**Work instructions**
Please repeat every one of the lines below word for word, leaving out the pictures.

==*==

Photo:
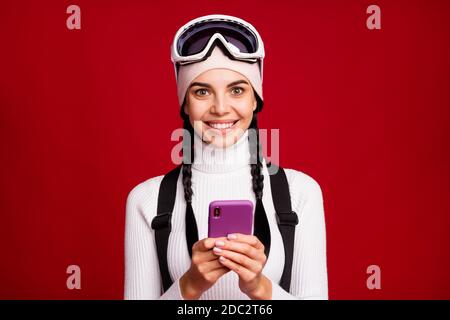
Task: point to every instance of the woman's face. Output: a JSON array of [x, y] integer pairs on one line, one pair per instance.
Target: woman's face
[[220, 105]]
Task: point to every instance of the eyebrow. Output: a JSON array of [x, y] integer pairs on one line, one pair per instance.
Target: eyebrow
[[207, 85]]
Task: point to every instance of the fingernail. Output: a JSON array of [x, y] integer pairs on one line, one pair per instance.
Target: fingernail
[[220, 243]]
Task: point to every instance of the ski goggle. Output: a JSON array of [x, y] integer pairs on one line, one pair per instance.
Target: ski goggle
[[193, 41]]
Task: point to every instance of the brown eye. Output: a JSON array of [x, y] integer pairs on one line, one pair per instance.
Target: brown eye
[[237, 90], [201, 92]]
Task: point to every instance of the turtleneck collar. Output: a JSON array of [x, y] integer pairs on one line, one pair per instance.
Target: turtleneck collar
[[209, 158]]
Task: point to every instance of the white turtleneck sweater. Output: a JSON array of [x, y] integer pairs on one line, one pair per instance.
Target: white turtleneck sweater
[[215, 177]]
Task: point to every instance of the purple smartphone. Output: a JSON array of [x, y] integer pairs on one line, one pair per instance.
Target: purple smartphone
[[230, 216]]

==*==

**Response to this task**
Photo:
Task: point to every instance of the woman's face. Output: a JSON array of [x, y] integer pairs on one line, one pair per instance.
Target: woman's face
[[220, 105]]
Task: point to every instance of the eyebrow. Output: a JSON array of [x, y] integer pairs on one line, one pair per instance.
Target: eyebrow
[[207, 85]]
Task: point to every instance of the fingernail. Output: a JSON array of [x, y] integer pairs on one line, one pair per instance.
Target: fingernail
[[220, 243]]
Task: point to every instance of the ski goggle. Output: a JSON array of [x, y] integer pairs on one line, one pair per instance.
Target: ski goggle
[[193, 41]]
Task: point to every instance of the brown eye. Output: a JSON array of [x, y] integer pairs on one line, one pair per instance.
Target: brown eye
[[237, 90], [201, 92]]
Task: point to every instance of the turtleneck collar. Output: a JSON array of [x, y] integer pairs on one line, one pair per instance.
Target: turtleneck collar
[[209, 158]]
Task: point to every instance of the white turtleneck sweater. Output: a JSON array of [x, y] integer pairs on one line, one pair per instance.
Target: white turtleneck sweater
[[215, 177]]
Task: point to every instance of the purple smartphone. Output: a JSON array of [x, y] integer pairs on one line, one pair per instance.
Target: purple smartphone
[[230, 216]]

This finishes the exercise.